> Source document:
============

Subject: SDL-News: Transition atomicity and tool behavior
Philippe_Leblanc#ecitele.com
Date: Tue Apr 29 1997 - 19:45:20 GMT
The originator of this message is responsible for its content.
-----From Philippe Leblanc <leblanc#tlse.verilog.fr> to sdlnews -----
Following previous emails on transition atomicity, this is
how the ObjectGEODE Simulator operates:
Process transitions (from an input to a next state)
are executed in an atomic way. It means that
as soon as a transition is fired, all the actions (tasks, outputs,
timer sets, etc.) are performed within the same step.
When the next state is reached, the simulator evaluates
all the fireable transitions (a fireable transition roughly
corresponds to the presence of a consumable signal in a
process queue or a continuous signal set to true).
In Interactive mode, the human operator selects the transition
he/she wants to fire. In Exhaustive mode (for validation
purpose), the simulator will investigate ALL the combinations.

============

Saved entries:
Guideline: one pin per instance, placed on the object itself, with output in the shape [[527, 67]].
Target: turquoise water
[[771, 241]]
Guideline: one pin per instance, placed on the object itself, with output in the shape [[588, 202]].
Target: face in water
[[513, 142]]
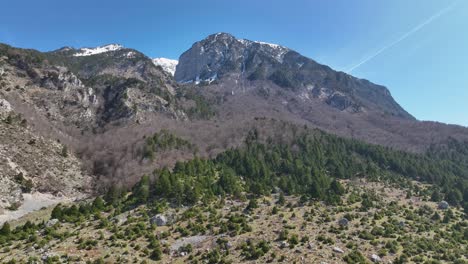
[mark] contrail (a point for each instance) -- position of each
(404, 36)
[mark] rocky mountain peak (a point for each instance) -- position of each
(222, 57)
(97, 50)
(167, 65)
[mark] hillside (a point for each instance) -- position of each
(238, 127)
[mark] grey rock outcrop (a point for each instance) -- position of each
(222, 56)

============

> The request: Pick up the email about how the ObjectGEODE Simulator handles transition atomicity and keep writing it on from its last sentence. You won't need the records for this.

> The result:
It means that in a given system state, if 3 independent transitions
are fireable, the simulator will build 6 (= 3!) paths in the system
state graph, corresponding to all the possible combinations.
Note 1: Import expressions introduce intermediate states.
Note 2: We have added a priority mechanism between
processes that reduces possible combinations of
transition executions.
Note 3: Process queues can be bounded in the Simulator
by means of so-called filter conditions.
So, in the OG Simulator, the process instances run in a
pseudo-parallelism mode -- there is no interleaving
between transition symbols - but the interleaving is
completely taken into account at transition level.
Hope that helps, and sorry for this late answer.
Philippe Leblanc
--Tel.: +33 (0)5 61 19 29 33
Switchboard: +33 (0)5 61 19 29 39
Fax: +33 (0)5 61 40 84 52
Email: leblanc#verilog.fr
VERILOG S.A.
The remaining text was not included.